Of Mice and Maui | Ron Clements and John Musker on the Journey to ‘Moana’

For many of us, the imaginations of Ron Clements and John Musker were a defining element of our childhoods. These two filmmakers have been responsible for animated classics like The Little MermaidAladdin and Hercules, to name a few, and over their combined tenure at Disney Animation they have watched the industry evolve from two-dimensional drawings to three-dimensional computer imagery. Heck, many of of their own films bridged the gap: The Great Mouse Detective infused 2D animation with CG elements, and the underrated sci-fi/fantasy Treasure Planet could not have been possible without marrying the two mediums together.

Ron Clements and John Musker are back this week with Moana, their first solely CG-animated feature, an ambitious and adventurous fantasy adventure about a young Hawaiian woman who takes it upon herself to find the egotistical demigod Maui, and convince him to help her heal the world. It’s a lusciously animated motion picture, and one of Disney’s best animated films.

I sat down with Ron Clements and John Musker with the Pacific Ocean just off to one side, to talk about the evolution of Disney Animation from The Great Mouse Detective to Moana, and the impact Pixar has had on the creative drive at their studio. And because we live in the 21st century and everybody has their favorite fan theories, I also asked them to debunk a few of those.

Let’s get started…

Disney

Crave: Not only is Moana coming out, but it is also the 30th anniversary of The Great Mouse Detective.

John Musker: Yes! A movie that he pitched. It was his idea to do that. Yeah, it’s the 30th anniversary.

Ron Clements: I was a huge Sherlock Holmes fan growing up and somehow, to me, I don’t know… Disney and Mary Poppins and British things, they fused in my mind and I thought it would be fun to do Sherlock Holmes in animation. Then I saw these books by Eve Titus, Basil of Baker Street, so yeah, I pitched that a LONG time ago.

I think it’s an underrated film in many regards and I’m a big fan. What I think is interesting is that it’s one of the earliest animated films to incorporate CGI into the animation…

John Musker: It is.

Ron Clements: Yeah, yeah.

…and now here you are making your first fully CG-animated film.

John Musker: That’s true.

When you were making The Great Mouse Detective did you ever think to yourself, this is the future? That eventually you would be making a film using only this technique?

John Musker: I didn’t really think of that. I think really when TRON came out, and when John Lasseter was picking up stuff from TRON and then going to Pixar and then developing all that, I thought there would be more and more uses. I can’t claim to envision that you could do an entire feature in that [medium].
______________________________
■ Problems and tasks:
1 - List every film that the Moana interview credits to Ron Clements and John Musker.
2 - Please resume the Moana interview with a few more exchanges after John Musker's last answer.
The records that come next have no connection to the Moana interview.
______________________________
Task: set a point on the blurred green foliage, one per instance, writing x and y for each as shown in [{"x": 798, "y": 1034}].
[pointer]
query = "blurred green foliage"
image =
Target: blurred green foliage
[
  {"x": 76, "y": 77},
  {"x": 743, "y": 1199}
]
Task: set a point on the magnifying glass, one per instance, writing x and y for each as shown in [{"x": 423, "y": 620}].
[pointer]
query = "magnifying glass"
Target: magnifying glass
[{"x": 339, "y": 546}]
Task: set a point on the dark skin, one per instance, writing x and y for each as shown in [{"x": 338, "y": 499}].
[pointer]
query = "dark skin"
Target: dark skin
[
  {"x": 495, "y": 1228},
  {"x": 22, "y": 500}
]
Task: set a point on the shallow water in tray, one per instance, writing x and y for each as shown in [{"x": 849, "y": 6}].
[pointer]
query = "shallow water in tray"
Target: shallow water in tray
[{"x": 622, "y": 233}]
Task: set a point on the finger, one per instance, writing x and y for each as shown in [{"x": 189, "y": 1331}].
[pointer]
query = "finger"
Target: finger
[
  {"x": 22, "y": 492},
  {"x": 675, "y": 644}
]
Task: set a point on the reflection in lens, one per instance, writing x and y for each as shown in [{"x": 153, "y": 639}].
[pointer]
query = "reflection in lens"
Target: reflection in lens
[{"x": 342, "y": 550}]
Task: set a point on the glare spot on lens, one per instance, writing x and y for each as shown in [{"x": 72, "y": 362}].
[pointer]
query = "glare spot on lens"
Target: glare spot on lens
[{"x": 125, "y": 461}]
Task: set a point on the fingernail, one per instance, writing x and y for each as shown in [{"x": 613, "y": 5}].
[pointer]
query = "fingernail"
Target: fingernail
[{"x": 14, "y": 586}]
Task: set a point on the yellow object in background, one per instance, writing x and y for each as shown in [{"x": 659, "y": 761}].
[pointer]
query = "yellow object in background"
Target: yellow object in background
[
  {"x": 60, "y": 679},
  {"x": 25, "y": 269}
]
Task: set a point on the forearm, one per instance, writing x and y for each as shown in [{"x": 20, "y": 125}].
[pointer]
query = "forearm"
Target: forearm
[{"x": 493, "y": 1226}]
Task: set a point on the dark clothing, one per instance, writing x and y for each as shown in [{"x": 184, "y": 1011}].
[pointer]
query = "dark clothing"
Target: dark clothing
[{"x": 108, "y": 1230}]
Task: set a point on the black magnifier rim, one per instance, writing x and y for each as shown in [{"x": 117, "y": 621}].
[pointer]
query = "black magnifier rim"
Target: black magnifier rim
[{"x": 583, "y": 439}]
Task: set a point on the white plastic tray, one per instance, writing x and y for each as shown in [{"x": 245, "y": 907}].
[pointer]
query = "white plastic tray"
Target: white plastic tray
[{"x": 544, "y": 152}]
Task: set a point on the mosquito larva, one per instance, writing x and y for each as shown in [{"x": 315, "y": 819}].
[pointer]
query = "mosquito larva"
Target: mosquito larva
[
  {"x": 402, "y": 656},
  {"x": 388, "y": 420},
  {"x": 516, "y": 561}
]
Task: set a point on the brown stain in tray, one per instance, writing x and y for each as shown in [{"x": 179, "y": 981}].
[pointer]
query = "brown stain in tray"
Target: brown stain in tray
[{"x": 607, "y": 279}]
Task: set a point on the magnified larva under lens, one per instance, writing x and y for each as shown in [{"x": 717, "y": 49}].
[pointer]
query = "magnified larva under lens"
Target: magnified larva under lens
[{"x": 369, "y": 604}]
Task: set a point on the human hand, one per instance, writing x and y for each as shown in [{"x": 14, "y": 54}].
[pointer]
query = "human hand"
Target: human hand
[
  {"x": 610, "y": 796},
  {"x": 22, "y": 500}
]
______________________________
■ The replies:
1 - The Little Mermaid, Aladdin, Hercules, The Great Mouse Detective, Treasure Planet, Moana

2 -
Ron Clements: We saw Toy Story in its early stages and I think we realized, whoa, this is Snow White again. This is hugely impactful.

John Musker: But certainly the ocean in our movie, in this movie, compared to the ocean in The Little Mermaid, there was so much more we could do with it and we were just dazzled by the technology. And they developed new tools even within the CG world that they didn’t have to make this work. It was crucial because so much of the movie was going to take place on the ocean, and we wanted the ocean to a character and have thoughts and feelings and emotions.

Obviously Moana has many visual elements that benefit from the CGI approach…

John Musker: In terms of the decision, 2D vs. CG?

Disney

Actually, I’m thinking about your other films. Something like Treasure Planet could have conceivably been made in this fashion. What was it that kept you from going CG until now?

John Musker: Well, we love hand-drawn. I’d say that’s one of the reasons…

Ron Clements: Yeah, and Treasure Planet is actually a hybrid film. It sticks its toe in the water and yet I think in our minds that’s how we conceived it, as a hybrid film. I think it would have been tough at that time. The thing that’s happened, particularly at Disney I think, even more so than Pixar, is the development… like with characters – particularly a character like Moana – now you kind of accept it, but that’s very difficult, the more realistic human characters…

John Musker: You look at the early days of CG compared to now. Tin Toy, the little kid in that and stuff.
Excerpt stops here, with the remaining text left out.